## [EJERCICIOS PROPUESTOS]
**A.** Transcriba sin alteraciones el fragmento del texto sobre la poesía peruana que empieza en las palabras que contienen "Una reflexión acerca" y termina después de "cierto, bastante resbaladizo.".
**B.** Según el texto sobre la poesía peruana, ¿quiénes son los autores de la antología La letra en que nació la pena?

## [TEXTO DE REFERENCIA]
────────────────────

José Antonio Mazzotti
Tensiones generacionales en la poesía peruana Tensiones generacionales en la poesía peruana

Por José Antonio Mazzotti
Fuente: Identidades 07/03/05

Una reflexión acerca de la poesía peruana contemporánea, a propósito de una reciente muestra antológica, sirve de pretexto para señalar los puntos más tensos de un canon literario que merece una severa revisión. La primera tarea es cuestionar el criterio generacional en el que este canon se ha organizado, dejando de lado cuestiones más importantes como la coincidencia temática o formal y, lo que es peor, la escasa conciencia de que nuestro sistema literario comprende varias literaturas, además de la escrita en lengua española. He aquí un artículo para el debate en un campo, por cierto, bastante resbaladizo.
 
La reciente publicación de la antología de poesía peruana La letra en que nació la pena (Lima: El Santo Oficio, 2004), de los poetas Maurizio Medo y Raúl Zurita, sirve de excusa perfecta para la breve reflexión de las páginas que siguen. Y a la vez, quizá, de disculpa, ya que hablar de poesía peruana es tan ambicioso que se podría correr el riesgo de nunca acabar. Por eso, aquí me interesa centrarme en dicha "muestra", como sus autores la califican, pues marca una inflexión importante en la conceptualización de un corpus tan variado como polémico.

────────────────────

## [SECCIÓN DE DATOS]
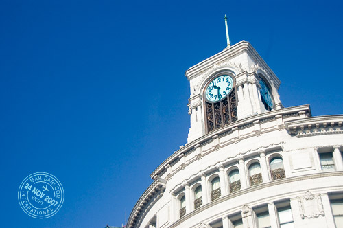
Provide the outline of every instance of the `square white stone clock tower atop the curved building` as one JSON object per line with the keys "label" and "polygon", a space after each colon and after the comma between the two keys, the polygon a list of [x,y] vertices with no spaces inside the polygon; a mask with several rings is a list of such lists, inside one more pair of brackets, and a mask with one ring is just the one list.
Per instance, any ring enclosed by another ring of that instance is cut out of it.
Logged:
{"label": "square white stone clock tower atop the curved building", "polygon": [[283,108],[280,80],[247,41],[189,68],[191,127],[187,142],[252,115]]}

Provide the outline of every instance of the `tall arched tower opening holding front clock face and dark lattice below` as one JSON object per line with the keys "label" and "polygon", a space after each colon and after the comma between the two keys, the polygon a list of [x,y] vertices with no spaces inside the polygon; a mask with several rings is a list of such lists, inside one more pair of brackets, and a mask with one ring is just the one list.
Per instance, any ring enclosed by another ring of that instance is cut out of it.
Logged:
{"label": "tall arched tower opening holding front clock face and dark lattice below", "polygon": [[206,130],[217,128],[237,120],[237,100],[233,76],[222,74],[211,80],[205,87]]}

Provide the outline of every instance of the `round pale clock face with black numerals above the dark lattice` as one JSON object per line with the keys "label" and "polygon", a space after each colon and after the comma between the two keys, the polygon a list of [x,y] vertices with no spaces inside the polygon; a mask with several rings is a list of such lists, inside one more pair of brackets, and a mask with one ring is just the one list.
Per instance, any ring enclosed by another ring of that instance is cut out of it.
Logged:
{"label": "round pale clock face with black numerals above the dark lattice", "polygon": [[219,76],[212,80],[206,88],[206,99],[209,102],[220,101],[233,89],[233,78],[231,76]]}

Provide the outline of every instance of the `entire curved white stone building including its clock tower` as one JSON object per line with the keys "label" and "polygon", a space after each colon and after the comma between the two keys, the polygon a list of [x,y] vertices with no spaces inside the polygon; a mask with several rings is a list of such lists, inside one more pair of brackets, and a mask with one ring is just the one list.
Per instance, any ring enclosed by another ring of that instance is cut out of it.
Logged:
{"label": "entire curved white stone building including its clock tower", "polygon": [[187,144],[152,172],[128,228],[343,227],[343,115],[283,107],[246,41],[185,74]]}

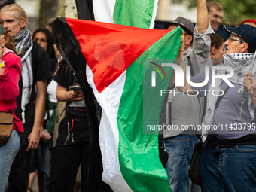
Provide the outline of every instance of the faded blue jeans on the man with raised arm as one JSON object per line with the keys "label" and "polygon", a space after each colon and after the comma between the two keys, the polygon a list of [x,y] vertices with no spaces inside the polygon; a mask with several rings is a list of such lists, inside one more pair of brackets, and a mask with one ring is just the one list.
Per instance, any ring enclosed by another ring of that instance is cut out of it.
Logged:
{"label": "faded blue jeans on the man with raised arm", "polygon": [[201,191],[200,186],[191,183],[188,178],[188,166],[197,144],[196,135],[181,134],[165,139],[169,154],[166,171],[172,192]]}

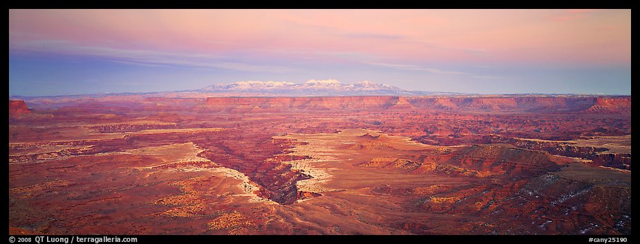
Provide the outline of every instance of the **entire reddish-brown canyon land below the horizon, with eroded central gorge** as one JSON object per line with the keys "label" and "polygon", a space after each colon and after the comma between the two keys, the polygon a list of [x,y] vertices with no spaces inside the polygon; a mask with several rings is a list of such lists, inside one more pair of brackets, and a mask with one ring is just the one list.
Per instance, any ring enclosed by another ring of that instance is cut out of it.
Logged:
{"label": "entire reddish-brown canyon land below the horizon, with eroded central gorge", "polygon": [[9,103],[10,234],[630,234],[630,96]]}

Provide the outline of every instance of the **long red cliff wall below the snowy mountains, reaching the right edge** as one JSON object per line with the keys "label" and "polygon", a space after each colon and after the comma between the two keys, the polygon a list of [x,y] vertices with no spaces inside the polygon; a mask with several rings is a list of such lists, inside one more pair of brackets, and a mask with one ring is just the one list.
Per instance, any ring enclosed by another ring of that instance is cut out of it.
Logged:
{"label": "long red cliff wall below the snowy mountains, reaching the right edge", "polygon": [[627,113],[631,97],[496,96],[496,97],[400,97],[400,96],[303,96],[209,97],[211,110],[227,112],[278,112],[287,110],[413,109],[445,111],[584,112]]}

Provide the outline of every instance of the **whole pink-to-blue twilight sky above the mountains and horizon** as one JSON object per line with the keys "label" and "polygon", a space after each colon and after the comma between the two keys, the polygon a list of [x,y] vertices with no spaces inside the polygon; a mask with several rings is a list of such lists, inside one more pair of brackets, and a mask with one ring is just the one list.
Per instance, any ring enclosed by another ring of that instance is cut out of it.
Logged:
{"label": "whole pink-to-blue twilight sky above the mountains and horizon", "polygon": [[631,94],[631,10],[9,10],[9,94],[337,79]]}

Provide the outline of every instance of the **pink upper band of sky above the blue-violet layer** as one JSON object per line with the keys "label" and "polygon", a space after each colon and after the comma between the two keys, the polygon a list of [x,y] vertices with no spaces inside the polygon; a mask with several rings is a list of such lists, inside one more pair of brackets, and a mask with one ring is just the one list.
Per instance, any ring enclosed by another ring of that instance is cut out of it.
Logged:
{"label": "pink upper band of sky above the blue-violet layer", "polygon": [[[10,48],[62,54],[630,63],[630,10],[10,10]],[[46,48],[49,48],[48,50]],[[111,53],[109,53],[111,52]]]}

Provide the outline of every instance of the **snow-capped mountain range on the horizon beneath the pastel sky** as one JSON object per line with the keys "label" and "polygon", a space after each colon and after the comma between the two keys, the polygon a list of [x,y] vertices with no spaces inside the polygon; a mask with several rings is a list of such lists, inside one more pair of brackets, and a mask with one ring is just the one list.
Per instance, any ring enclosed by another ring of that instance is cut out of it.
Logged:
{"label": "snow-capped mountain range on the horizon beneath the pastel sky", "polygon": [[296,84],[284,81],[238,81],[229,84],[209,85],[206,92],[261,92],[279,95],[397,95],[411,94],[392,85],[371,81],[344,84],[335,79],[314,80]]}

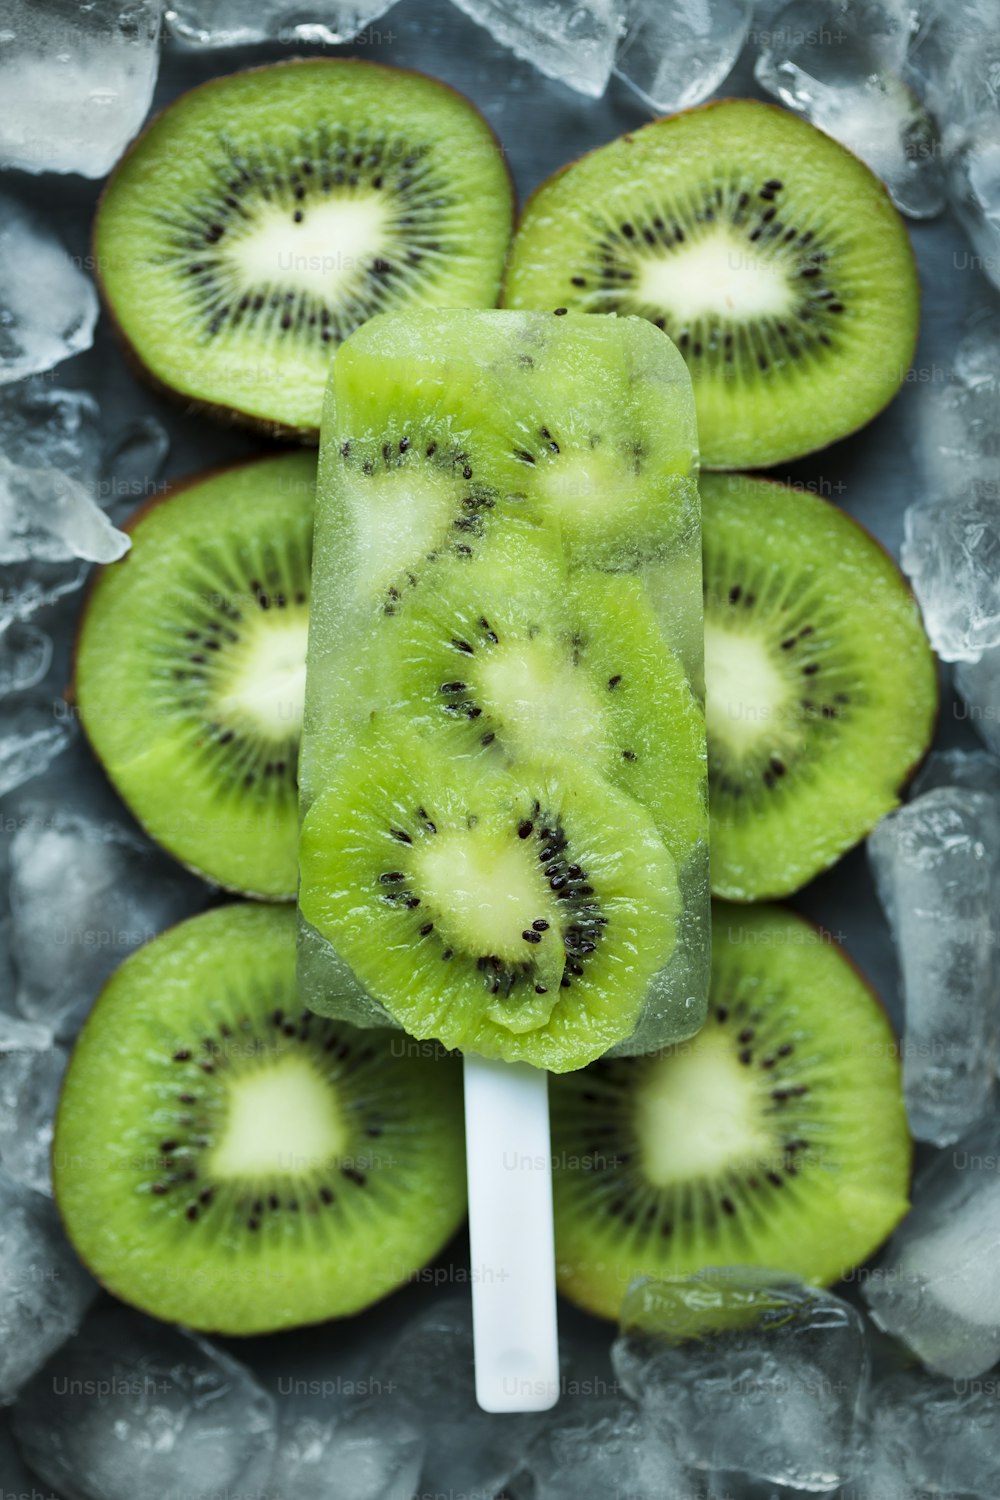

────────────────────

## [RESULTADOS EN ORDEN]
**A.**
Una reflexión acerca de la poesía peruana contemporánea, a propósito de una reciente muestra antológica, sirve de pretexto para señalar los puntos más tensos de un canon literario que merece una severa revisión. La primera tarea es cuestionar el criterio generacional en el que este canon se ha organizado, dejando de lado cuestiones más importantes como la coincidencia temática o formal y, lo que es peor, la escasa conciencia de que nuestro sistema literario comprende varias literaturas, además de la escrita en lengua española. He aquí un artículo para el debate en un campo, por cierto, bastante resbaladizo.

**B.** Los poetas Maurizio Medo y Raúl Zurita.